EXERCISE AIM
Retype the listing exactly. Leave out the images.

PROVIDED DATA

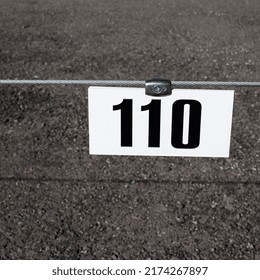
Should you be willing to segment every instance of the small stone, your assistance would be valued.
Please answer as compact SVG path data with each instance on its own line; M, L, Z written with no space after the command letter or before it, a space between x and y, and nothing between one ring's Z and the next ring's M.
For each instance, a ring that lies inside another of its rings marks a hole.
M225 204L225 208L227 210L229 211L234 210L234 206L233 206L234 198L232 196L227 196L226 194L224 194L223 201Z
M217 205L218 205L218 203L216 201L212 201L211 208L216 208Z

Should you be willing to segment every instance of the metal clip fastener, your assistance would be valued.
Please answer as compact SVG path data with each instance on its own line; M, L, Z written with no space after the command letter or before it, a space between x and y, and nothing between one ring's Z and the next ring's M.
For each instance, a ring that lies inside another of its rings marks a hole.
M164 79L145 81L145 94L152 96L167 96L172 93L172 83Z

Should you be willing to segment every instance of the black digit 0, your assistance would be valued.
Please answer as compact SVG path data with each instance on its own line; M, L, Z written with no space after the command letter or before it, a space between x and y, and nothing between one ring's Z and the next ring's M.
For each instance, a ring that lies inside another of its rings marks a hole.
M152 100L142 106L141 110L149 111L148 146L158 148L160 147L161 100Z
M184 105L190 105L188 143L183 143ZM201 104L197 100L177 100L172 105L172 139L174 148L194 149L200 144Z
M133 145L133 100L124 99L122 103L113 106L113 111L121 110L121 146Z

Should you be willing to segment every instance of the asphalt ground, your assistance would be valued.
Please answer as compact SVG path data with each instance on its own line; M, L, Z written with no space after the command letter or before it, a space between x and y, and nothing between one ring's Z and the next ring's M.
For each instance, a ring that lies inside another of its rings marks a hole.
M0 78L259 81L259 12L0 0ZM1 85L0 258L260 259L259 97L236 89L228 159L90 156L86 87Z

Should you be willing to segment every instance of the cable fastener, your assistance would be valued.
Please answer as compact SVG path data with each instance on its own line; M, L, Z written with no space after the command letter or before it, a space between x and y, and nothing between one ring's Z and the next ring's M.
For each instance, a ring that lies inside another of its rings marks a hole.
M151 96L167 96L172 94L172 83L165 79L145 81L145 94Z

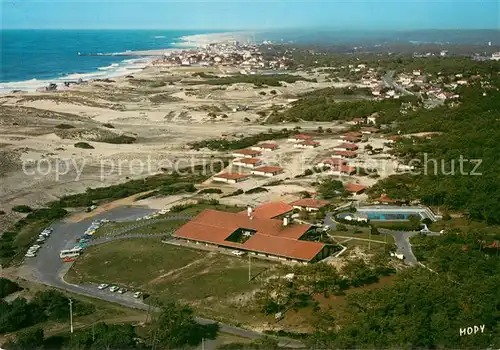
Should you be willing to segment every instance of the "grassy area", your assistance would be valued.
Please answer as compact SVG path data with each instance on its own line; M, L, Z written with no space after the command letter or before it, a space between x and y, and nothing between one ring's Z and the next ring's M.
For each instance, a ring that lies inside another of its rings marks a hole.
M441 230L458 229L463 232L500 233L500 226L498 225L488 225L485 222L473 221L465 217L456 217L448 221L436 221L430 225L429 229L437 232Z
M343 246L347 247L347 251L343 254L345 256L348 252L354 248L361 248L366 251L370 251L372 253L376 252L384 252L386 249L389 249L389 245L378 242L368 242L368 241L360 241L360 240L352 240L342 243Z
M96 231L94 237L102 237L109 234L113 234L115 231L122 230L127 227L133 227L134 225L144 225L144 226L128 231L127 234L129 233L157 234L157 233L174 231L179 227L181 227L182 225L184 225L186 223L186 220L169 220L164 222L155 222L155 221L167 218L175 218L178 216L196 216L205 209L228 211L232 213L237 213L244 210L244 208L241 207L228 206L223 204L217 204L217 205L195 204L179 212L167 213L164 215L160 215L154 219L141 220L141 221L126 221L126 222L107 222Z
M106 243L87 249L66 275L66 280L110 282L138 288L152 276L183 267L203 254L147 238Z
M23 290L19 294L19 297L26 298L28 300L30 300L37 292L51 289L44 285L32 283L30 281L19 280L17 282L23 288ZM118 322L119 320L143 321L146 319L146 311L143 310L130 309L118 304L109 303L101 299L89 298L86 296L66 291L60 291L60 292L65 294L67 297L70 297L73 300L87 304L92 304L95 306L94 312L89 315L74 316L73 325L75 329L86 327L96 322L102 322L102 321L108 322L108 320L110 321L113 320L114 322ZM37 323L32 327L42 327L46 336L69 332L69 324L66 321L65 322L46 321L42 323ZM0 343L4 340L5 337L8 336L9 336L8 334L4 336L0 335Z
M418 231L420 226L415 226L409 221L372 221L371 224L378 228L396 231Z
M151 223L150 225L136 228L127 234L140 233L143 235L154 235L160 233L171 233L184 225L186 220L169 220L164 222Z
M359 233L355 233L357 230L362 231ZM370 235L370 229L366 227L358 228L357 230L349 229L348 231L331 231L329 232L331 236L343 236L343 237L352 237L352 238L362 238L362 239L371 239L374 241L385 242L387 239L387 243L394 243L394 237L388 234L378 234L378 235ZM338 239L339 242L342 241L342 238Z
M133 239L90 247L66 280L116 283L160 300L189 303L206 317L243 323L253 316L238 315L235 319L235 307L260 286L261 273L273 265L252 259L253 279L249 282L246 258Z
M195 216L201 213L205 209L214 209L214 210L220 210L220 211L228 211L230 213L238 213L240 211L245 210L245 208L234 206L234 205L225 205L225 204L208 204L208 203L201 203L201 204L195 204L189 208L186 208L182 211L179 212L171 212L168 214L165 214L163 217L167 216L172 216L172 215L190 215L190 216Z

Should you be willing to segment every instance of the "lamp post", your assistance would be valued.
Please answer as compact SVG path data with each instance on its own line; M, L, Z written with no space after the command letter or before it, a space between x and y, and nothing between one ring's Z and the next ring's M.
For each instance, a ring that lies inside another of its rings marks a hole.
M69 325L70 332L73 333L73 300L69 299Z

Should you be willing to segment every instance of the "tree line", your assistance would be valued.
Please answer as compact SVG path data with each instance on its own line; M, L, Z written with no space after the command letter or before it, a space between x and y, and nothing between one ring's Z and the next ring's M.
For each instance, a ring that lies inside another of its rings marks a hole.
M313 348L497 348L500 346L498 237L451 232L413 241L425 267L385 288L353 293L340 310L320 312ZM429 270L430 269L430 270ZM485 325L484 333L460 329Z

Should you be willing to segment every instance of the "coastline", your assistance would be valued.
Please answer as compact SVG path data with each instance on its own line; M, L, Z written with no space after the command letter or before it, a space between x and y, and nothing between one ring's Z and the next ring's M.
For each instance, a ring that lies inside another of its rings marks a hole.
M244 32L204 33L193 34L178 38L178 42L171 43L171 47L154 50L136 50L118 53L106 53L106 56L122 56L123 60L106 67L98 67L95 71L85 73L73 73L51 79L32 78L24 81L0 82L0 95L11 93L13 90L35 92L39 88L55 83L62 87L65 81L110 79L123 77L129 74L137 74L151 66L154 59L166 53L175 53L183 50L197 49L211 43L220 43L229 40L246 40L248 34Z

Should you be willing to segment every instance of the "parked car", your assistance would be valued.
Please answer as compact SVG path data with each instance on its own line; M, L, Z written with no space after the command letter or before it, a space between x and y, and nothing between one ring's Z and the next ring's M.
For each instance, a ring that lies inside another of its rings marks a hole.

RESPONSE AREA
Should you be willing to segment every instance of the small stone, your assistance would be valued.
Please answer as compact SVG path data with each instance on its own line; M, L, Z written with no space after the command letter or before it, a space between x and y, and nothing between one ring's Z and the next ring's M.
For each instance, a ring that lies inside another of its rings marks a hole.
M225 204L225 208L227 210L229 211L234 210L234 206L233 206L234 198L232 196L227 196L226 194L224 194L223 201Z
M217 205L218 205L218 203L216 201L212 201L211 208L216 208Z

Should you be willing to segment every instance of the metal clip fastener, your assistance would be valued.
Please answer as compact SVG path data with each instance on its own line; M, L, Z written with no space after the command letter or before it, a space between x and y, and nothing between one ring's Z and the next ring's M.
For each instance, a ring that lies inside another of its rings marks a hole.
M164 79L145 81L145 94L152 96L167 96L172 93L172 83Z

Should you be willing to segment every instance of the black digit 0, your assistance would be valued.
Please answer as compact SVG path data with each instance on its own line; M, L, Z written with no space after the command letter or before it, a space between x and y, and nothing between one ring's Z and the next ring's M.
For each instance, a ring that lies inside another of its rings marks a hole.
M152 100L142 106L141 110L149 111L148 146L158 148L160 147L161 100Z
M184 105L190 105L188 143L183 143ZM201 104L197 100L177 100L172 105L172 139L174 148L194 149L200 144Z
M133 145L133 100L124 99L122 103L113 106L113 111L121 110L121 146Z

Should you be willing to segment every instance of the asphalt ground, your assistance would be valued.
Please answer as compact SVG path data with each instance on its own line; M, L, Z written with no space after the command letter or before it, a space between x and y, and nothing between one ring's Z and the next ring's M.
For each instance, a ring that lies inside another of its rings marks a hole.
M0 78L259 81L259 12L0 0ZM1 85L0 258L260 259L259 97L236 89L228 159L90 156L86 87Z

Should you be willing to segment every instance of the cable fastener, your assistance would be valued.
Please answer as compact SVG path data with each instance on its own line; M, L, Z written with no space after the command letter or before it, a space between x and y, and nothing between one ring's Z and the next ring's M.
For each instance, a ring that lies inside another of its rings marks a hole.
M151 96L167 96L172 94L172 83L165 79L145 81L145 94Z

Should you be willing to segment every instance of the "grassy area", your assistance would be valued.
Please answer as compact SVG path data with each instance on its own line; M, L, Z written with no space after the command letter or before it, a space between x and y, and nothing between one ring's Z and the next ring's M.
For each instance, a ring that lies inside another of its rings marks a hole.
M441 230L458 229L463 232L500 233L500 226L498 225L488 225L485 222L473 221L465 217L456 217L448 221L436 221L430 225L429 229L437 232Z
M343 246L347 247L347 251L343 254L345 256L348 252L354 248L361 248L366 251L370 251L372 253L376 252L384 252L386 249L389 249L389 245L378 242L368 242L368 241L360 241L360 240L352 240L342 243Z
M96 231L94 237L102 237L109 234L113 234L115 231L122 230L127 227L133 227L134 225L144 225L144 226L128 231L127 234L129 233L157 234L157 233L174 231L179 227L181 227L182 225L184 225L186 223L186 220L169 220L164 222L155 222L155 221L167 218L175 218L178 216L196 216L205 209L228 211L232 213L237 213L244 210L244 208L241 207L228 206L223 204L217 204L217 205L195 204L179 212L167 213L164 215L160 215L154 219L141 220L141 221L126 221L126 222L107 222Z
M106 243L87 249L66 275L66 280L110 282L138 288L152 276L183 267L203 254L147 238Z
M23 290L19 294L19 297L26 298L28 300L30 300L37 292L51 289L44 285L32 283L30 281L19 280L17 282L23 288ZM118 322L119 320L143 321L146 319L146 311L143 310L130 309L118 304L109 303L101 299L89 298L86 296L66 291L60 291L60 292L65 294L67 297L70 297L73 300L87 304L92 304L95 306L94 312L89 315L74 316L73 325L75 329L86 327L96 322L102 322L102 321L108 322L108 320L110 321L113 320L114 322ZM37 323L32 327L42 327L46 336L69 332L69 324L66 321L65 322L46 321L42 323ZM0 343L4 340L5 337L8 336L9 336L8 334L4 336L0 335Z
M418 231L420 226L415 226L409 221L372 221L371 224L378 228L396 231Z
M151 223L150 225L136 228L127 234L140 233L143 235L154 235L160 233L171 233L184 225L186 220L169 220L164 222Z
M359 233L355 233L357 230L362 231ZM370 235L370 229L366 227L358 228L357 230L349 229L348 231L331 231L329 232L331 236L343 236L343 237L352 237L352 238L362 238L362 239L371 239L374 241L385 242L387 239L387 243L394 243L394 237L388 234L378 234L378 235ZM338 239L339 242L342 241L342 238Z
M133 239L90 247L66 280L116 283L160 300L189 303L206 317L243 323L253 316L238 315L235 319L235 307L260 286L261 273L273 265L252 259L253 279L249 282L246 258Z
M195 216L201 213L205 209L214 209L214 210L220 210L220 211L228 211L230 213L238 213L240 211L245 210L245 208L234 206L234 205L225 205L225 204L208 204L208 203L201 203L201 204L195 204L189 208L186 208L182 211L179 212L171 212L168 214L165 214L163 217L167 216L172 216L172 215L190 215L190 216Z

Should you be willing to segment every instance of the "lamp post", your assistance would be valued.
Please answer as compact SVG path data with each instance on its own line; M, L, Z written with no space after the command letter or before it, a space between x and y, and nothing between one ring's Z and the next ring's M.
For each instance, a ring that lies inside another of its rings marks a hole.
M69 325L70 332L73 333L73 300L69 299Z

Should you be willing to segment every instance of the "tree line", your assistance would be valued.
Please answer as compact SVG path data with each instance on its own line; M, L, Z written with no space after the command letter or before it, a space between x and y, and nothing between one ring's Z and the next ring's M.
For each instance, a ring that lies inside another of its rings marks a hole.
M313 348L497 348L500 346L498 237L451 232L413 241L425 267L385 288L353 293L340 310L320 312ZM429 270L430 269L430 270ZM485 325L484 333L460 329Z

Should you be willing to segment every instance of the "coastline", your assistance would be valued.
Please answer as compact SVG path data with each instance on its own line; M, L, Z written with no space after the command letter or before it, a space between x and y, and nothing between one ring's Z and the next ring's M.
For each instance, a ring that lies inside another of its rings marks a hole.
M244 32L204 33L193 34L178 38L178 42L171 43L171 47L154 50L136 50L118 53L106 53L106 56L122 56L123 60L106 67L98 67L95 71L85 73L73 73L51 79L32 78L24 81L0 82L0 95L11 93L13 90L35 92L39 88L55 83L62 87L65 81L110 79L123 77L129 74L137 74L151 66L154 59L166 53L175 53L183 50L197 49L211 43L220 43L229 40L246 40L248 34Z

Should you be willing to segment every instance of the "parked car", your assistance would be valued.
Please answer as compact SVG path data with each instance on its own line; M, L, Z written with no space after the command letter or before it, a space between x and y, and nothing between one ring's Z and the next ring's M.
For each instance, a ring that lies inside another of its rings marks a hole.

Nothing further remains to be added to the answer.